I noticed several Duplicati files in its local database folder that are two days old. These are named “Backup” or “Sicherung” (German word), while the current database uses a random characters name. Since I hit “Delete” database a lot during tests and at one point deleted all backup jobs and uninstalled Duplicati, I wonder why these are still present?
The “Cancel” button does not seem to do anything when I try to cancel a restore. The “X” button to stop the current process does work, though.

TimurBorn · October 7, 2019, 9:03am

There are no “Advanced” Restore options. Consequently there is no direct way to tell Duplicati to use “no-local-blocks” for a specific restore operation.

For an existing backup configuration the workaround is to change the corresponding option in the backup job before doing a restore.

For a “Direct restore from backup files” the workaround is to change the “Default options” via “Settings”.

Unsurprisingly I would prefer to get direct access from the Restore dialog to such advanced options.

TimurBorn · October 7, 2019, 9:06am

There does not seem to be a way to manually delete old backup versions, even less so specific backup versions?

A workaround for the former is to change the configuration retention plan and then manually starting a backup.

I did not find a workaround for the latter, though. Being able to manually delete specific versions has merit when one or more specific versions grew unnecessary large. It sometimes happens that you accidentally drop files on the source that are not meant to be there, when they are deleted there should be a way to get them out of the backups, too (especially for space/size reasons).

TimurBorn · October 7, 2019, 9:10am

D2 does not properly clean up after a Restore. I see 7 temporary files (300 mb total) being left in my temp folder after various restore tests. These may be temporary database files that were created when I restored directly from the backup files (instead of a present configuration).

drwtsn32 · October 7, 2019, 12:49pm

Wow you have provided a LOT of feedback. I wanted to respond to a few things that I can comment on pretty quickly.

Compressing files manually with 7-Zip isn’t directly comparable to backing up with Duplicati. 7-Zip is just doing raw compression. Duplicati is breaking blocks into chunks, hashing, checking the hash against known blocks, packaging blocks into volumes, etc.

That being said the developers are looking at ways to improve concurrency, reduce bottlenecks, and otherwise do what is possible to improve performance.

## Brief a
Can you turn the listing's lines into a JSON list of strings, one string per line, leaving out blank lines? Use only the lines from the one containing "reddish stem, I would be thankful." through the end of the listing, both ends included.
The Duplicati forum thread and the listing that follows it are unrelated pieces of material.

## Labeled outlines of areas
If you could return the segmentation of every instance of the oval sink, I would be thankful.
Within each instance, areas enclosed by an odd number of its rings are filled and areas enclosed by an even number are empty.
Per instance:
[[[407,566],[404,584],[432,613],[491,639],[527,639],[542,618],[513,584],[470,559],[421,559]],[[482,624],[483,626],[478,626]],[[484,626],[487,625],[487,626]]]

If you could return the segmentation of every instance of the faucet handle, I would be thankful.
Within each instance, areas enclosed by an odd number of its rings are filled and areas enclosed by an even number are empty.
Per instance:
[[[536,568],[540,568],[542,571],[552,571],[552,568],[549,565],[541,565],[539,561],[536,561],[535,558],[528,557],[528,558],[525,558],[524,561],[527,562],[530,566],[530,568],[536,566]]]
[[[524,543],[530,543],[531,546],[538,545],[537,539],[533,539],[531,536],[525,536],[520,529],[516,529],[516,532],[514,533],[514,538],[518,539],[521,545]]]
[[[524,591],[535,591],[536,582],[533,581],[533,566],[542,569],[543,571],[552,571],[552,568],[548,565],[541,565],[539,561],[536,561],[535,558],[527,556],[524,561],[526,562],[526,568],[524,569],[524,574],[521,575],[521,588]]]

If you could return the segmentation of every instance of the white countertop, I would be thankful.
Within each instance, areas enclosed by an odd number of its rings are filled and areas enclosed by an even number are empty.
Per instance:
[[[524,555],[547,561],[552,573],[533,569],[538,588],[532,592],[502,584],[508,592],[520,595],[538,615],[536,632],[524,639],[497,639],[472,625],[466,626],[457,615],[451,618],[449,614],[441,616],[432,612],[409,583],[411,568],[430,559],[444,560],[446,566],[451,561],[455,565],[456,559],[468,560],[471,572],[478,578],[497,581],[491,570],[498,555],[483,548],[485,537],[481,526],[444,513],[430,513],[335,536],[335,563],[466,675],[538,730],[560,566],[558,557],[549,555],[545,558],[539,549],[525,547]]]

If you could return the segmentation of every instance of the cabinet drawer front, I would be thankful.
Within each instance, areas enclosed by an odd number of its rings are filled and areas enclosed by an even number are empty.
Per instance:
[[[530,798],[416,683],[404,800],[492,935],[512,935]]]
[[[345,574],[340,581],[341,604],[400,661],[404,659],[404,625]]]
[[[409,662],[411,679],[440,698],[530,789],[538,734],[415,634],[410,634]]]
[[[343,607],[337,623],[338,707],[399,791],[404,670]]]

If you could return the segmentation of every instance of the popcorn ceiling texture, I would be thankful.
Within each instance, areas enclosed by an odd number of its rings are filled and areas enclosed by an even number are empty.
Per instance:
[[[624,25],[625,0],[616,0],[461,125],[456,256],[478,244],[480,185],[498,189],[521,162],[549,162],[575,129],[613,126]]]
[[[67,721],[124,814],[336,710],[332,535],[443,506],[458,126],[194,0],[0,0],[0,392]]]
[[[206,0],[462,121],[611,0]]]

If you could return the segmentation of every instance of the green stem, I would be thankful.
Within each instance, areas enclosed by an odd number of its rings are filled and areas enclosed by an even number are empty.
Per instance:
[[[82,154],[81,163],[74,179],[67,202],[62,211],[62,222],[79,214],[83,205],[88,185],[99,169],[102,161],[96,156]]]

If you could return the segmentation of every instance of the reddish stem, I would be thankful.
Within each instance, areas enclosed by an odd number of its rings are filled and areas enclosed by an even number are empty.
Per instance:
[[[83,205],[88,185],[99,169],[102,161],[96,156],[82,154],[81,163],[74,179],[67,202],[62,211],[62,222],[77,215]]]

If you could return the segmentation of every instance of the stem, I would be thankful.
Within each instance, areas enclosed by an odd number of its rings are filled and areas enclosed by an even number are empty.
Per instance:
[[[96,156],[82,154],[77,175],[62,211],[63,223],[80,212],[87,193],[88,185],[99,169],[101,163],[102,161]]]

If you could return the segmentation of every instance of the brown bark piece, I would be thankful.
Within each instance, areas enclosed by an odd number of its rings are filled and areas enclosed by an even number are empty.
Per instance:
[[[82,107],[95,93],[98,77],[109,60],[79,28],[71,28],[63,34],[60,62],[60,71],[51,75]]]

## Brief b
Can you go on with the Duplicati forum thread from the point where it stops?

## Expected output a
[
  "If you could return the segmentation of every instance of the reddish stem, I would be thankful.",
  "Within each instance, areas enclosed by an odd number of its rings are filled and areas enclosed by an even number are empty.",
  "Per instance:",
  "[[[83,205],[88,185],[99,169],[102,161],[96,156],[82,154],[81,163],[74,179],[67,202],[62,211],[62,222],[77,215]]]",
  "If you could return the segmentation of every instance of the stem, I would be thankful.",
  "Within each instance, areas enclosed by an odd number of its rings are filled and areas enclosed by an even number are empty.",
  "Per instance:",
  "[[[96,156],[82,154],[77,175],[62,211],[63,223],[80,212],[87,193],[88,185],[99,169],[101,163],[102,161]]]",
  "If you could return the segmentation of every instance of the brown bark piece, I would be thankful.",
  "Within each instance, areas enclosed by an odd number of its rings are filled and areas enclosed by an even number are empty.",
  "Per instance:",
  "[[[82,107],[95,93],[98,77],[109,60],[79,28],[71,28],[63,34],[60,62],[60,71],[51,75]]]"
]

## Expected output b
Undoubtedly something is happening. If you do not see any network traffic, I’m guessing it’s some operation that is currently limited to a single core (of which there are many). On a 16-core system such as yours, you may see the Duplicati process using ~6% CPU. In the Web UI, go to About, Show Log, Live, and select Verbose to see what’s going on under the hood.

Just to be clear, you deleted all the “back end” files? Yeah there is nothing for Duplicati to work with - no way to “repair” in this case.

There are many parts of Duplicati currently limited to single cores. The goal is to add multithreading where ever possible, but it can be challenging from a software design point of view.

These commands have some issues that I’m not sure have been fully worked out yet. There are known open issues on Github.

I agree that would be useful.

I don’t have experience with LZMA (as I only use the default zip compression). But if your volume size is set to 200MB then Duplicati will repackage blocks before uploading so that the volumes are 200MB. It is trying to keep as few files on the back end as possible.

“Downloading files” means it is transferring back end files from the backup destination. In cases where the back end is the same computer, then yes, I suppose this is perhaps an unnecessary step. Maybe Duplicati could be made more intelligent so it knows it can read the files directly - it would have to also not delete the files when done (which it normally does after downloading the files from the remote side).

Yes.

“Backup” files are created whenever you switch to a newer Duplicati version and the database schema is upgraded. Duplicati makes a backup “just in case.” Right now there is no mechanism built in to Duplicati to delete these files - they need to be deleted manually.

I agree, that should be there for the “Direct restore from backup files” option.

You can with the Delete command.

Via the web UI - click a backup set, click Commandline, select “delete” from the Command dropdown, scroll to the bottom and select “version” from the Add Advanced Option dropdown. This will add “version” to the list of defined parameters. Now scroll up to find the “version” setting and enter the backup versions to delete. 0 = most recent, 1 = next oldest, etc. You can enter a value like “5,10-15” to delete multiple versions or spans of versions.

You can also use the command line utility.

It should clean up temp files after you complete an operation. I think if you are doing a direct restore from backup files, have it generate a partial database (to show you file selection dialogs), but then don’t complete the restore, some time files may be left over.

I have seen code in Duplicati where it will go through and delete old temp files. I think it’s configured to delete temp files over 1 day old. I’ll have to see if I can find it…

TimurBorn · October 7, 2019, 10:26pm

Compressing files manually with 7-Zip isn’t directly comparable to backing up with Duplicati. 7-Zip is just doing raw compression. Duplicati is breaking blocks into chunks, hashing, checking the hash against known blocks, packaging blocks into volumes, etc.

Yes, but my point was, that 7-Zip can make use of all logical CPU cores for compressing a single destination file and be much faster. Duplicati rather seems to use single cores for single files (1 core per concurrent temp volume) and thus not only cannot make use of Hyperthreading cores, but is slower in the process. Performance problems get much worse when large volume sizes are used (see below).

Undoubtedly something is happening. If you do not see any network traffic, I’m guessing it’s some operation that is currently limited to a single core (of which there are many).

Unfortunately, no. The upper HWInfo bar is monitors highest single core load. 100% on that bar is 100% load on a single core (=6% total load). As you can see it never even gets close to loading a single to full extend. It might be possible, though, that Windows’ thread scheduler keeps switching cores so fast that it doesn’t monitor properly. I will retest this using the Canary and real thread load via Process Explorer and maybe check different CPU affinity settings.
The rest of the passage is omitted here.